━━━ Selection ━━━
After transfer, the destination device 112 can use an identification profile 116 and/or captured image 118 of user 120 for processing the transferred content. For example, a TSA agent may be prompted with an icon 114 to accept or decline the transferred content 121 (or in the case of pairing, to accept or decline a pairing request). The destination device 112 can also track the gaze of user 110, for example user 110 holds his gaze on user 120 (e.g., via the captured image 118 of user 120 as viewed through destination device 112) or on the user's 120 profile image (e.g., as embedded in her identification profile 116) for a threshold amount of time. After accepting the content 121, for example, user's 120 digital passport, the destination device 112 can inspect the passport and determine whether the passport photograph matches the captured image 118 of user 120 (e.g., via image recognition techniques).
In another embodiment, after verification of the destination device 112, multimedia player control access of destination device 112 may be granted to the sending device 122. For example, destination device 112 may be a Bluetooth speaker, projector, smart TV, etc. The sending device 122 may be given multimedia player control access of destination device 112 via a multimedia player UI element (e.g., based on configuration settings, etc.), wherein the sending device 122 can control media player operations on the destination device 112. When certain media content is playing on destination device 112, the multimedia player UI element on the sending device 122 allows the sending device 122 to control operations on destination device 112 such as play, pause, record, forward/rewind, increase or decrease volume, and the like. In another embodiment, verification of the destination device 112 may grant sending device 122 to cast multimedia content on a screen of the destination device 112 (e.g., where destination device 112 is a smart TV, projector, etc.).
Although communications paths are not drawn between smart devices, these devices may communicate directly with each other via communication paths as well as other short-range, point-to-point communication paths, such as USB cables, IEEE 1394 cables, wireless paths (e.g., Bluetooth, infrared, IEEE 802-11x, etc.), or other short-range communication via wired or wireless paths. BLUETOOTH is a certification mark owned by Bluetooth SIG, INC. The smart devices may also communicate with each other directly through an indirect path via communication network 150.
System 200 includes smart devices 220 (e.g., AR devices 112, 122 in
In some embodiments, the server 130 may include control circuitry 210 and storage 214 (e.g., RAM, ROM, Hard Disk, Removable Disk, etc.). The server 130 may also include an input/output path 212. I/O path 212 may provide device information, or other data, over a local area network (LAN) or wide area network (WAN), and/or other content and data to control circuitry 210, which includes processing circuitry, and storage 214. Control circuitry 210 may be used to send and receive commands, requests, and other suitable data using I/O path 212. I/O path 212 may connect control circuitry 204 (and specifically processing circuitry) to one or more communications paths.
━━━ Recorded data ━━━
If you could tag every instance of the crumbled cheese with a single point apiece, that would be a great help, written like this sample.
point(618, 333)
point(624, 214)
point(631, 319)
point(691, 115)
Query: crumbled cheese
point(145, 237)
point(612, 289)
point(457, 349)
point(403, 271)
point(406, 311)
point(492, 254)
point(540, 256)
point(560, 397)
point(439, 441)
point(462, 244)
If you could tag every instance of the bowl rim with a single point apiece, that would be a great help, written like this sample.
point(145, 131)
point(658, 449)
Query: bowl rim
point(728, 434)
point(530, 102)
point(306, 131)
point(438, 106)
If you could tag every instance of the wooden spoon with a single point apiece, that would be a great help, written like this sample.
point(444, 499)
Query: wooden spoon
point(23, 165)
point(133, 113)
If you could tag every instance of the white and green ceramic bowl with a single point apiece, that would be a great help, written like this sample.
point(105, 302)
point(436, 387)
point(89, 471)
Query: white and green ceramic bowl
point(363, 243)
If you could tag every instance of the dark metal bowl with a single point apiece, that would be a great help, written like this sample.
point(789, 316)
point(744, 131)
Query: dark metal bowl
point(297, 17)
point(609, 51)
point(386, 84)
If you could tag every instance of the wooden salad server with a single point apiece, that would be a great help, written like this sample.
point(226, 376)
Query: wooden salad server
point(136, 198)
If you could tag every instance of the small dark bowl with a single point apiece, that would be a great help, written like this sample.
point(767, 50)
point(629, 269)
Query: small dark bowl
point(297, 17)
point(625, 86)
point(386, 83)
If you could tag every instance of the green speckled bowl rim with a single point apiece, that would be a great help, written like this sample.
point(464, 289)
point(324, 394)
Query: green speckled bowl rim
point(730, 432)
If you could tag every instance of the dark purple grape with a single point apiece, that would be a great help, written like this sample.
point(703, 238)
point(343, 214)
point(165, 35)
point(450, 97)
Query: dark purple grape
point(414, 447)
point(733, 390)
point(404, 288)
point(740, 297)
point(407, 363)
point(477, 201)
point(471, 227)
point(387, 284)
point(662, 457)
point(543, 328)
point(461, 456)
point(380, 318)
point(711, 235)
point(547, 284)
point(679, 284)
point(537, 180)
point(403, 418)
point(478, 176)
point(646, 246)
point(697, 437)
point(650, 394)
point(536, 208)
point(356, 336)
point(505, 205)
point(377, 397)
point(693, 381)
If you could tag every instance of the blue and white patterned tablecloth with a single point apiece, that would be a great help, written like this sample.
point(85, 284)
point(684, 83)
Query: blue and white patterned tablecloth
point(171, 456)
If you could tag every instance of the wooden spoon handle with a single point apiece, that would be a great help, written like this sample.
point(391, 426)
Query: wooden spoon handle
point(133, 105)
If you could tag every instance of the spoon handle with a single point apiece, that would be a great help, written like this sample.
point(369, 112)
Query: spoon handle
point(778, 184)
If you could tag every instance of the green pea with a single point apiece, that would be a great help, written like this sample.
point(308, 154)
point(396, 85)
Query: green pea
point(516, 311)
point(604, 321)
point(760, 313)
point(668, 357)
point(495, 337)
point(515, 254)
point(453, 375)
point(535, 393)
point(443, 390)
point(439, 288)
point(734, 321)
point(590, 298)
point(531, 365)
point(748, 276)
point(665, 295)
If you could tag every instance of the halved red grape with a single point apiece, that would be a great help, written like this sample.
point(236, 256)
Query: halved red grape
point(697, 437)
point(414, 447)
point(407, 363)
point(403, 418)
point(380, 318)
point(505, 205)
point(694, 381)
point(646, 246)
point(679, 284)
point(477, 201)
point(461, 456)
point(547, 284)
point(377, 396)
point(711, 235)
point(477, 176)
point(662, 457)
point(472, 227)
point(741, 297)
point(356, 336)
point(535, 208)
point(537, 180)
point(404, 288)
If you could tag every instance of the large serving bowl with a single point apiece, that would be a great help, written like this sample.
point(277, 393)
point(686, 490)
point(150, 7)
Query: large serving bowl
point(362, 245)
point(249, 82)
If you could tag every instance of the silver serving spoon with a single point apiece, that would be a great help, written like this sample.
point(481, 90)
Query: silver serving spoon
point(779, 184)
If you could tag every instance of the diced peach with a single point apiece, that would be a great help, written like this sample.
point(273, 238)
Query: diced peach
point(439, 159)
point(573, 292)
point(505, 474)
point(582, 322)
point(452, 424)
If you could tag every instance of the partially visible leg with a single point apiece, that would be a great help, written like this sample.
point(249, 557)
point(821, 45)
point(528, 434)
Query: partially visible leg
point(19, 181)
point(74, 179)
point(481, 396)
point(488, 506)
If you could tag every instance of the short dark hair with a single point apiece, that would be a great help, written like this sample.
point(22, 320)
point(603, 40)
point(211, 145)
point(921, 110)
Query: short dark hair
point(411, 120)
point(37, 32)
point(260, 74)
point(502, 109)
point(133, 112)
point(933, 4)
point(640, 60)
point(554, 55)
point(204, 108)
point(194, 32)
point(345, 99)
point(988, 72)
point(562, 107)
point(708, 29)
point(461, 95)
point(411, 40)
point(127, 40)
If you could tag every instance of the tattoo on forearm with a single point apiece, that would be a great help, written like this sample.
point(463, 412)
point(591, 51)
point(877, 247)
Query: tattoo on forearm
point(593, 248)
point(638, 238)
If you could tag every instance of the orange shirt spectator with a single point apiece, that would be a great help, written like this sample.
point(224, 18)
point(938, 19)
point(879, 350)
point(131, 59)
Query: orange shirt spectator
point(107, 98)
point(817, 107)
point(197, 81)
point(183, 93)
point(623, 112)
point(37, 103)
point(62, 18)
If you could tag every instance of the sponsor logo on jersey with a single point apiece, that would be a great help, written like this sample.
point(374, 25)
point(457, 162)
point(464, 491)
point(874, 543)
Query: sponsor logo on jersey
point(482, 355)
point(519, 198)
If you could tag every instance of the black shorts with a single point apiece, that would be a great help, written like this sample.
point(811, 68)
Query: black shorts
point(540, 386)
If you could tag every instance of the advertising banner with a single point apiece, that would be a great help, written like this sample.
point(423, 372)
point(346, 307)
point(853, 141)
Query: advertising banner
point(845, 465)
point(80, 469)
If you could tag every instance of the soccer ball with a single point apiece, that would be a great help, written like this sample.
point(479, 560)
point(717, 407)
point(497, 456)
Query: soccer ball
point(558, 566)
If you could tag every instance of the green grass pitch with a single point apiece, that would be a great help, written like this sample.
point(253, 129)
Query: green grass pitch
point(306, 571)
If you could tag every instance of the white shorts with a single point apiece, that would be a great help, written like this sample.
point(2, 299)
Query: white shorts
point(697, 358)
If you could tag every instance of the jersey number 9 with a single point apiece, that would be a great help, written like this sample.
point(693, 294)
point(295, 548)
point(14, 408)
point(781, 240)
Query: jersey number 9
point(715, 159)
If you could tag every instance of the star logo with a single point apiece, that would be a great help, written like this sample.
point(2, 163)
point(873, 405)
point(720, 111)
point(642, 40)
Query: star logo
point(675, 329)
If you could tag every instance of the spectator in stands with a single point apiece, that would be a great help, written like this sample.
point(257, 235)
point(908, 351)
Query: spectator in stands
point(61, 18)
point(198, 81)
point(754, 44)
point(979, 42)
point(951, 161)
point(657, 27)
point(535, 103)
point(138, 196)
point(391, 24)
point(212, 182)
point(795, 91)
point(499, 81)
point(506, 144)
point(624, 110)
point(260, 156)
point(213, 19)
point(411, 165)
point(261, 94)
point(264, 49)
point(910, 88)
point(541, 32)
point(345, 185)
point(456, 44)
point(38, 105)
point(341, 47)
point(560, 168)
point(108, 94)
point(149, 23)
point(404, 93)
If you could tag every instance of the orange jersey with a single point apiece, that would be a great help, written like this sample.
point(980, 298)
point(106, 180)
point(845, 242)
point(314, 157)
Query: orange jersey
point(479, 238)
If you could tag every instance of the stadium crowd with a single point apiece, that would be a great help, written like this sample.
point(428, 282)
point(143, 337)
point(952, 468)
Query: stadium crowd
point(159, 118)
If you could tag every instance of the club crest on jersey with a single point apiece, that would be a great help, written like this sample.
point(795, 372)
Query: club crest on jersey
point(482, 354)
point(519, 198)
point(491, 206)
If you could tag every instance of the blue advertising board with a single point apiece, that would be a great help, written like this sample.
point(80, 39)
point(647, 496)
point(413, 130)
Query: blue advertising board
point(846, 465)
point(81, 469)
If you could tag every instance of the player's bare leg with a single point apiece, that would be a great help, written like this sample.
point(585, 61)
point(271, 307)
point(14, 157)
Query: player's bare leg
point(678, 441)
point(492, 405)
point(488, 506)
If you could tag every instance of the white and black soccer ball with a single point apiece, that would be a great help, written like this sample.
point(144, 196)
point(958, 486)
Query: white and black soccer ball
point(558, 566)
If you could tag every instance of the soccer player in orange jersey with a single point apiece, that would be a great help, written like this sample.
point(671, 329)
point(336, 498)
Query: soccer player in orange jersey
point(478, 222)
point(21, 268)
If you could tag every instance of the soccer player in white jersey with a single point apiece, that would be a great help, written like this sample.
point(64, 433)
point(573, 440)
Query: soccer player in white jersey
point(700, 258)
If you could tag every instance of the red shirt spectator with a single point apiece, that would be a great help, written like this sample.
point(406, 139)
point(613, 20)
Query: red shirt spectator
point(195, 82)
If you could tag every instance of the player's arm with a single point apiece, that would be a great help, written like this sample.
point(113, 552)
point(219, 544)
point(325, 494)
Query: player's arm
━━━
**Set of tasks**:
A – In the excerpt, which kinds of destination device are named as examples when multimedia player control access is granted?
B – Can you reproduce the excerpt's text, starting at "System 200 includes" and ending at "more communications paths."?
The entries have nothing to do with the excerpt.

**Solved problems**:
A – A Bluetooth speaker, a projector, or a smart TV.

B –
System 200 includes smart devices 220 (e.g., AR devices 112, 122 in
In some embodiments, the server 130 may include control circuitry 210 and storage 214 (e.g., RAM, ROM, Hard Disk, Removable Disk, etc.). The server 130 may also include an input/output path 212. I/O path 212 may provide device information, or other data, over a local area network (LAN) or wide area network (WAN), and/or other content and data to control circuitry 210, which includes processing circuitry, and storage 214. Control circuitry 210 may be used to send and receive commands, requests, and other suitable data using I/O path 212. I/O path 212 may connect control circuitry 204 (and specifically processing circuitry) to one or more communications paths.